**Problem statement**: In the listing below, how many lines contain the string "flag"? Case matters, and the answer should be the number alone.

**Records to process**:

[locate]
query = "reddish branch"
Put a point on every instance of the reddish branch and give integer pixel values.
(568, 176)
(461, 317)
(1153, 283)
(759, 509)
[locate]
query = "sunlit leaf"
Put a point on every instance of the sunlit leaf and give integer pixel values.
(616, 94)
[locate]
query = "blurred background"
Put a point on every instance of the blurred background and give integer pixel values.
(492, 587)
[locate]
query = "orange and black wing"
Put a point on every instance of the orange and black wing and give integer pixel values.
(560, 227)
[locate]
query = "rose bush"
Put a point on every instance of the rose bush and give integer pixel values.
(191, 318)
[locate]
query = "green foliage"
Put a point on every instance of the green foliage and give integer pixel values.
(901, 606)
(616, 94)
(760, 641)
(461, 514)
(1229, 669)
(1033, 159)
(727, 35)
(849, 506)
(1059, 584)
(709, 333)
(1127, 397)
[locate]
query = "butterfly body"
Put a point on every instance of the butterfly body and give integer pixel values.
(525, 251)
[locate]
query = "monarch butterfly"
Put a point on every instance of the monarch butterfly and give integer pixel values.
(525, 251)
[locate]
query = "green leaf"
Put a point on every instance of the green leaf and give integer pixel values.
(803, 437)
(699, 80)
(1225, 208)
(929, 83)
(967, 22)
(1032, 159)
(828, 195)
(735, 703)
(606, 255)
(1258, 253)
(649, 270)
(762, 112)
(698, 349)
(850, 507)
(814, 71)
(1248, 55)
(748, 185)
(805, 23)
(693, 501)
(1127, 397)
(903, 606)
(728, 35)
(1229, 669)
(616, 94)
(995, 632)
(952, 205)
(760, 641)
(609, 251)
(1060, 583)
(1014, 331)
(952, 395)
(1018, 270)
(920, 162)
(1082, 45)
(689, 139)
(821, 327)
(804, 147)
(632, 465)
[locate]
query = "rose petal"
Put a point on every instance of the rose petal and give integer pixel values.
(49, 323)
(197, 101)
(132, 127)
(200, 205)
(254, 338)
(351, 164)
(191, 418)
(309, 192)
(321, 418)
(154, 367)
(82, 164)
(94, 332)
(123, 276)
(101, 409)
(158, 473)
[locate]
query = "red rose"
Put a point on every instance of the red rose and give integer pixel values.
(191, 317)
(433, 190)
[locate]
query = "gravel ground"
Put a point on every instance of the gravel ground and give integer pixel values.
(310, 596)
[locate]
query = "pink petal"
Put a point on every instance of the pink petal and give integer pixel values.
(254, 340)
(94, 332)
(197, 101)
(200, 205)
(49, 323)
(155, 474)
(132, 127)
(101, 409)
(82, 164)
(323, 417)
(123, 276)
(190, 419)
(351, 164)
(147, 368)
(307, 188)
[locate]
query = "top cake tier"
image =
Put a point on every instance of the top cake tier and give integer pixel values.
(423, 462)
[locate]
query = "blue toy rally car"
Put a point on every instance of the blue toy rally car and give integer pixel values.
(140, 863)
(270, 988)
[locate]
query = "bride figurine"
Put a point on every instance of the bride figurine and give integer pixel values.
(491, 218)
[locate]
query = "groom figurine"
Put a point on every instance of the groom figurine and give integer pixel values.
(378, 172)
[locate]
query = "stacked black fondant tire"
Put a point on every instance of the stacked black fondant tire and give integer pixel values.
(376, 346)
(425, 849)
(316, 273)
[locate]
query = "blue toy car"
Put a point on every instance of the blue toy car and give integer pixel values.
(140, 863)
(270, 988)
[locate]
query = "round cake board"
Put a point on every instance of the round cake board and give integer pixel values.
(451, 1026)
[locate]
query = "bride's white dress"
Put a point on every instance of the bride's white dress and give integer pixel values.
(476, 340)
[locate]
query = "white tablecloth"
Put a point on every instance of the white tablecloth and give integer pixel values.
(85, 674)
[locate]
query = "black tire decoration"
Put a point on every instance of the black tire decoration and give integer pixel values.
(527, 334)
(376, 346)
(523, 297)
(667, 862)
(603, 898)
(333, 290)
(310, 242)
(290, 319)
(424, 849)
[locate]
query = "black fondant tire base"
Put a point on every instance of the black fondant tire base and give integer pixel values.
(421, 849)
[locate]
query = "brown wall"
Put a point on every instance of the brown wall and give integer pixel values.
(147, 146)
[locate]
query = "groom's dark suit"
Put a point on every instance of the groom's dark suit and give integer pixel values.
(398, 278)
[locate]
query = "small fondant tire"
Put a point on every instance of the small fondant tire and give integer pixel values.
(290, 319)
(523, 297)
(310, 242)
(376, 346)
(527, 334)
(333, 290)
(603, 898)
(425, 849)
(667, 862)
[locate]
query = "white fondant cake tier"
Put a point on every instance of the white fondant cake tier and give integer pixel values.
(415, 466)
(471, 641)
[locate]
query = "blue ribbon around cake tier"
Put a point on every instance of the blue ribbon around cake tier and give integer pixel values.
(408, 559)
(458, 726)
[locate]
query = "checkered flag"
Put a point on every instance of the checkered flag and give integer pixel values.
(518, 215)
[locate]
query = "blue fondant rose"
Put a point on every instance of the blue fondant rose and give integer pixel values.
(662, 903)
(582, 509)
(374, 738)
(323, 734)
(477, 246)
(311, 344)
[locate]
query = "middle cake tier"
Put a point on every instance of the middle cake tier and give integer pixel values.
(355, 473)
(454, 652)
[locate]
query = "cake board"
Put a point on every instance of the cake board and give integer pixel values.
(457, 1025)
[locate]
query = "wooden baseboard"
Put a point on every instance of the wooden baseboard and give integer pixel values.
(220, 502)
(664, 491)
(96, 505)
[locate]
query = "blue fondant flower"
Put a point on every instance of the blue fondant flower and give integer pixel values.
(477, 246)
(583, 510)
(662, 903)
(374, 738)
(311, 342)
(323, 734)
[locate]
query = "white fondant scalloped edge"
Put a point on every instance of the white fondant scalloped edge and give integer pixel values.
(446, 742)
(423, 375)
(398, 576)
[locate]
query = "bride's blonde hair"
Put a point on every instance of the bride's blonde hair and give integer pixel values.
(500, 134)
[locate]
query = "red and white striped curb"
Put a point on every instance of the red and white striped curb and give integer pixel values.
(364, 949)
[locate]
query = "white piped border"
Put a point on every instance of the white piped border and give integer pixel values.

**Right answer**: 2